------ Task inputs ------
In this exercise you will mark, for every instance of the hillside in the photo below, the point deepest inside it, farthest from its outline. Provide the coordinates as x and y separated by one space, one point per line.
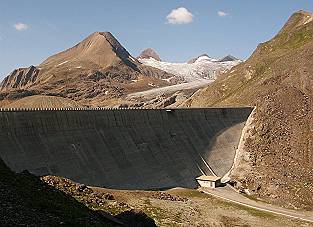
42 101
97 69
278 80
26 200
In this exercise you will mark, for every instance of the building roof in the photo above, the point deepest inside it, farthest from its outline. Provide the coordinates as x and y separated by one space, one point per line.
208 178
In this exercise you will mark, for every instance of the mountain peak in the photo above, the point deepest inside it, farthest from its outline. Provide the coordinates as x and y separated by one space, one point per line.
149 53
297 21
229 58
100 48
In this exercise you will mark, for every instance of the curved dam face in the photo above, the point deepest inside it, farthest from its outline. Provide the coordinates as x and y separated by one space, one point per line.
123 149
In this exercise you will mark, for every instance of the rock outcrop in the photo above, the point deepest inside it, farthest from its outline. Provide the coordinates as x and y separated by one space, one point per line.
277 79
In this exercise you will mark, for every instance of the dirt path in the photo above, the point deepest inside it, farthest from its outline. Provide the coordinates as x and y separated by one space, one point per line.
229 194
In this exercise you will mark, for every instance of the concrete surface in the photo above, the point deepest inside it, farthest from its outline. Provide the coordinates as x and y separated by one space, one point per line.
123 149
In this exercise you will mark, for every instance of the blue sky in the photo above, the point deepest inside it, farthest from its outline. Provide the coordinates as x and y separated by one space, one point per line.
31 30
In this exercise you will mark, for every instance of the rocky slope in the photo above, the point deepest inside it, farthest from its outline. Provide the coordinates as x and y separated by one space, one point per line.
278 80
43 101
27 201
96 69
202 67
149 53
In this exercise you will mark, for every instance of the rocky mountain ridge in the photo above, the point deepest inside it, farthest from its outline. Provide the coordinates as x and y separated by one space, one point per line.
277 79
94 70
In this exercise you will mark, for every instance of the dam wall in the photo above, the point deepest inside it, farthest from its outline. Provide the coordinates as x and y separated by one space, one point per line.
123 148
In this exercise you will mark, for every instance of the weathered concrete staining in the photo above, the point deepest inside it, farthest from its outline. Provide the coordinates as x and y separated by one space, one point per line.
125 149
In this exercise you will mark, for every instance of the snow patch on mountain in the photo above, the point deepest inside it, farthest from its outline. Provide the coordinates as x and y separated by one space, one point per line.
203 67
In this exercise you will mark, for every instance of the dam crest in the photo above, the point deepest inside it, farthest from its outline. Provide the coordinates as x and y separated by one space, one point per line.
122 148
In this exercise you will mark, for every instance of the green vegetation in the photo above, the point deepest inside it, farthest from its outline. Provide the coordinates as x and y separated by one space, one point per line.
154 212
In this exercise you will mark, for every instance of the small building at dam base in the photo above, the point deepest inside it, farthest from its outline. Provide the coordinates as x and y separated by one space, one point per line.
209 181
123 148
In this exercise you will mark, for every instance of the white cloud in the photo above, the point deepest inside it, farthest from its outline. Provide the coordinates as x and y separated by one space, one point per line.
21 26
180 16
222 13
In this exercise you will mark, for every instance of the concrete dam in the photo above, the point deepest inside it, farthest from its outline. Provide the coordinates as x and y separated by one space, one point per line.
123 148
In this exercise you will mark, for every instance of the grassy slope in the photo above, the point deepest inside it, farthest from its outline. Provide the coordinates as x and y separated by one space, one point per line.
278 79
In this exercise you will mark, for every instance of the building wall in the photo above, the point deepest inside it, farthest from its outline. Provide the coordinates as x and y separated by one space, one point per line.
126 149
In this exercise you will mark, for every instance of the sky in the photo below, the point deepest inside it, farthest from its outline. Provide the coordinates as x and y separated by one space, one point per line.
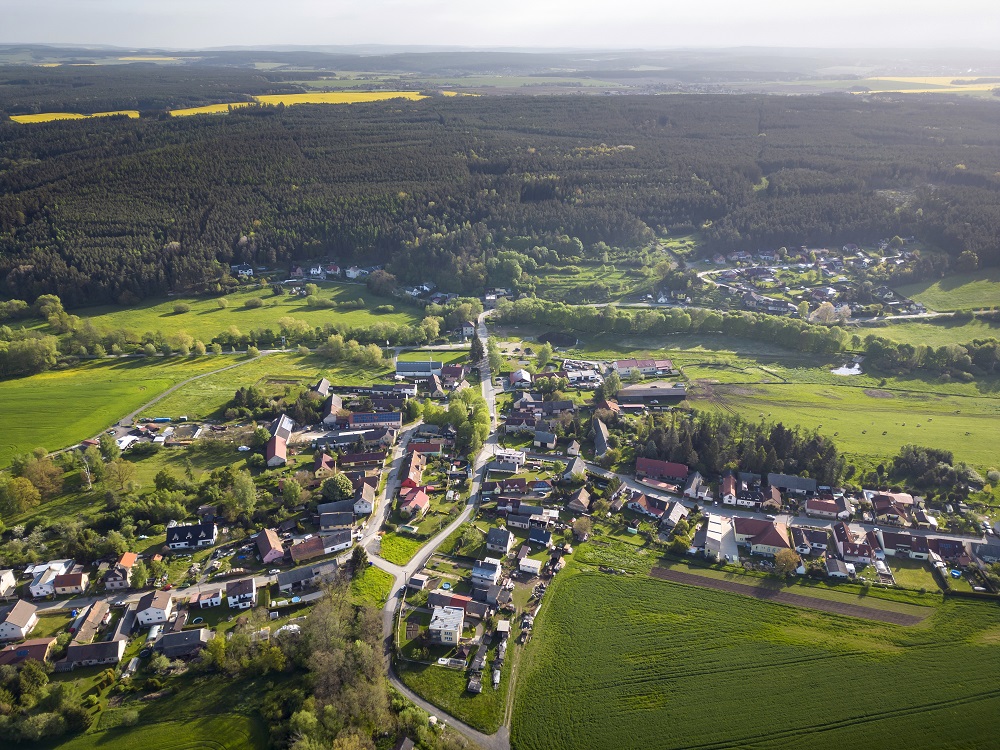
649 24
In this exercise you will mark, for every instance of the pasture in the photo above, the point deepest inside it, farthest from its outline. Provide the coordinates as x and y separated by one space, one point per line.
272 373
960 291
57 409
629 662
206 319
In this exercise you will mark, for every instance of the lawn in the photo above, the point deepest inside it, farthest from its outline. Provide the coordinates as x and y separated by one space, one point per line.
373 587
206 319
209 396
628 662
960 291
399 549
58 409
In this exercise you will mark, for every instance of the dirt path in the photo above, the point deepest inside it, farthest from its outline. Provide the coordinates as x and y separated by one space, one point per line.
784 597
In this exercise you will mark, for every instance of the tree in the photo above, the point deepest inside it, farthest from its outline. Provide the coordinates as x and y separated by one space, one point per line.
337 487
359 560
786 561
476 352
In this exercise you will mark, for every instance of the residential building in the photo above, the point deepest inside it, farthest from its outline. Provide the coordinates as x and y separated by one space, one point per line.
18 621
242 594
446 625
154 608
269 546
119 577
499 540
193 536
------
### What to do
Reproduce verbatim the records above, from the line containing "of the residential" through the end of the records.

### Correct answer
In this exercise you will mark, for every instance of the residential building in the photo above, the point deepest inside it, farthest from its outline. Provide the coordinates as x and y separated by one space, one point per line.
18 621
242 594
446 625
154 608
269 546
119 577
499 540
193 536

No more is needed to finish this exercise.